(Image point grounding data)
######
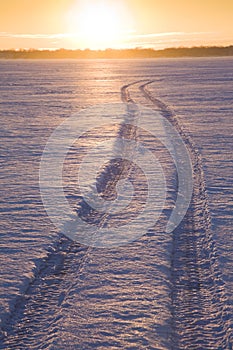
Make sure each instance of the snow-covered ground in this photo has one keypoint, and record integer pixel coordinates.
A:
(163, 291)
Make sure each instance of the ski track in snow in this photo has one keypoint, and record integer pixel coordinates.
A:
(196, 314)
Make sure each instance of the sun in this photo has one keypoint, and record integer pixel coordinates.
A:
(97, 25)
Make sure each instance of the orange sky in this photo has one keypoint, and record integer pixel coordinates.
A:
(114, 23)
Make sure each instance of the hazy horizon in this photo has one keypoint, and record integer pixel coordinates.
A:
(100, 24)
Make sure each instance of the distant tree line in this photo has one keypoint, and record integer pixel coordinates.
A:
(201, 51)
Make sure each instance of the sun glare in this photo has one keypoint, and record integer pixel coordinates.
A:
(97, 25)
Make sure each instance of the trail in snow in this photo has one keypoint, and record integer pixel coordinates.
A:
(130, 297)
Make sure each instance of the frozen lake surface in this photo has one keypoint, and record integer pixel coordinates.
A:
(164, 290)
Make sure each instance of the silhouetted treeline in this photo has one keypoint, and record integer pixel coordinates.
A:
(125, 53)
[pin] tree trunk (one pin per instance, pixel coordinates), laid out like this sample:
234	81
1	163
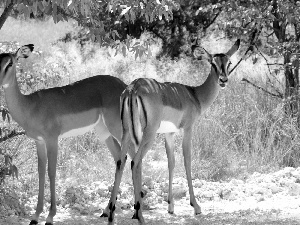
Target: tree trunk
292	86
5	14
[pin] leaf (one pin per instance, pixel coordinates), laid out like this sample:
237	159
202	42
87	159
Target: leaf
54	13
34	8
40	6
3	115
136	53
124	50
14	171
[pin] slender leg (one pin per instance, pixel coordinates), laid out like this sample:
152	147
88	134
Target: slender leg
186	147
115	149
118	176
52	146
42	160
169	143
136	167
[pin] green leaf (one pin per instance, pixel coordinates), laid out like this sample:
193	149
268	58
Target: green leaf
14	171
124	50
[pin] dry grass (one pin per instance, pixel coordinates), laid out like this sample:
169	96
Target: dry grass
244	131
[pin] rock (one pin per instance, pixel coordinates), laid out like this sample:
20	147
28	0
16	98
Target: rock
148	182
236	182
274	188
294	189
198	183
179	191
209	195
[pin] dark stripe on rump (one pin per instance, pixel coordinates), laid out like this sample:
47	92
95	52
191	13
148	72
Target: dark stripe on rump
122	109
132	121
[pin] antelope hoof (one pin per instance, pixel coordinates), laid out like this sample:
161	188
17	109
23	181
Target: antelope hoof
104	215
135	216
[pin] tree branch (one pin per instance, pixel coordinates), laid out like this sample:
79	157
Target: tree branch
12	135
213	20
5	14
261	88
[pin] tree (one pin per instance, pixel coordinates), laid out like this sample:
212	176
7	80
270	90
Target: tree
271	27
######
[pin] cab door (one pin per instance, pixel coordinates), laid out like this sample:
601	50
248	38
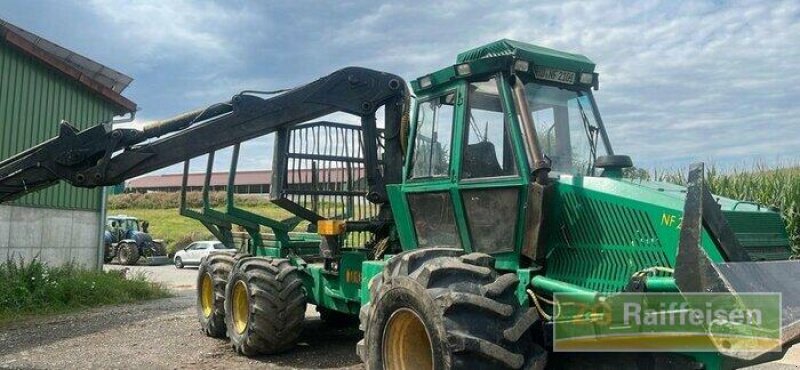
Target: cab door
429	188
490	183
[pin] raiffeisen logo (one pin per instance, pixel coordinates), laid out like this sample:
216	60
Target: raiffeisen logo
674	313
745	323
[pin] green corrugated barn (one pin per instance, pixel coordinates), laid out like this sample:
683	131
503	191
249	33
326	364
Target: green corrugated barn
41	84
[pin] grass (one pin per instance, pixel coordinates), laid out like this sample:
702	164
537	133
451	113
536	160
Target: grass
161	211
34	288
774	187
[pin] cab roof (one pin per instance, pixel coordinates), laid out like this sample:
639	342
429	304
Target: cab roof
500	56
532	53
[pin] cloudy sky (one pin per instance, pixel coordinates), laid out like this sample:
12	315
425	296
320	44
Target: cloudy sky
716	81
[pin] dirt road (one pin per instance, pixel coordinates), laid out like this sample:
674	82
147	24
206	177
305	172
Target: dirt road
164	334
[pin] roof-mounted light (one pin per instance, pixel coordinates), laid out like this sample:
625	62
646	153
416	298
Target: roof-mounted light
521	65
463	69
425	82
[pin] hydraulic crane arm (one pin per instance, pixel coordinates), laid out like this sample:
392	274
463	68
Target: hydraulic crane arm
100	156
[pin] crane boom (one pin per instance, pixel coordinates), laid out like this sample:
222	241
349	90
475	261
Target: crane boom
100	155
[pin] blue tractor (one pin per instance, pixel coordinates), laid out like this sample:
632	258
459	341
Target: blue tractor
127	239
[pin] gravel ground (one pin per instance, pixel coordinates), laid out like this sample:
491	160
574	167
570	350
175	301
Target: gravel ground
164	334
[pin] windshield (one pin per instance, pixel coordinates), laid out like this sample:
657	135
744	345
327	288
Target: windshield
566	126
######
_What you have to do:_ Reproduce each line from the data that has "snow" in it.

_Answer to this task:_
Make sure each instance of the snow-covered ground in this photo has one keypoint, and record integer pixel coordinates.
Make sure each instance of the ski track in snow in this photo has one keypoint, and record integer pixel coordinates.
Make sure each instance of the trail in snow in this photo has one keypoint, and record integer pixel coordinates.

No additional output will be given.